> _Activity_:
In the records, find each line where "Write" occurs, and copy it.

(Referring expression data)

╭──

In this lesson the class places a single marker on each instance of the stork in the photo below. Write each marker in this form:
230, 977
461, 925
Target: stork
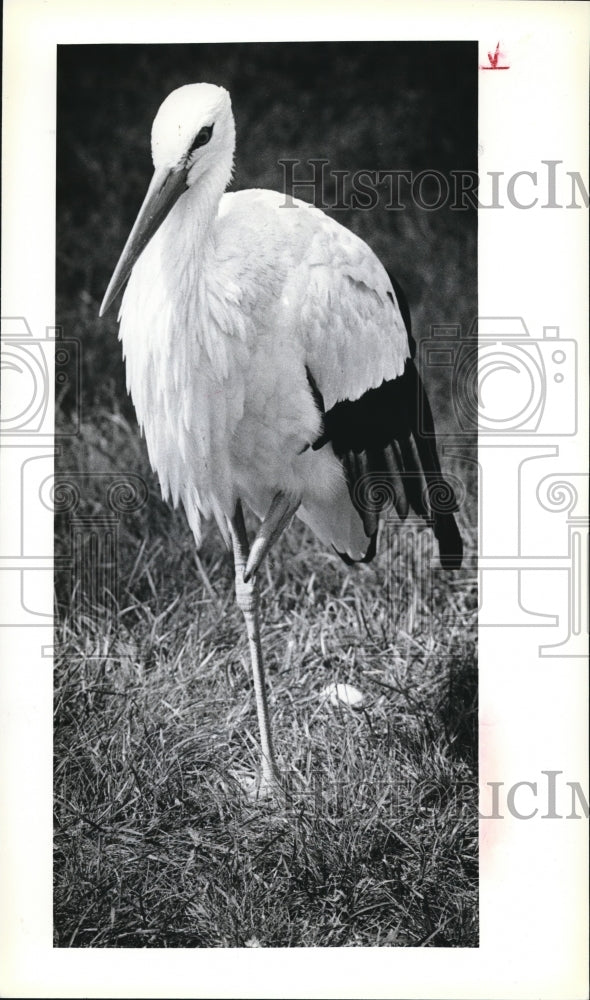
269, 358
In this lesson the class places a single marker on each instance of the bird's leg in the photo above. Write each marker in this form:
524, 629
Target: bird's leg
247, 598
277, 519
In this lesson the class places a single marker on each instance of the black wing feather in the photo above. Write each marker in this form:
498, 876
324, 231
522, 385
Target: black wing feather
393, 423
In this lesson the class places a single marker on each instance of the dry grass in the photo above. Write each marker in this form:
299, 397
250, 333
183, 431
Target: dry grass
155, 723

╰──

> _Worked solution_:
In this lesson the class places a single marker on each instance of the stork in the photo below. Write each marker in this form:
In this lesson the class places a single marker on each instance of the bird's leg in the photo above. Write each marker in this form:
In this lesson the class places a single marker on each instance of the black wing feather in the photo above. Write each marker in this form:
In this lesson the class places a single marker on each instance of the dry grass in the photo above. Write each marker in this form:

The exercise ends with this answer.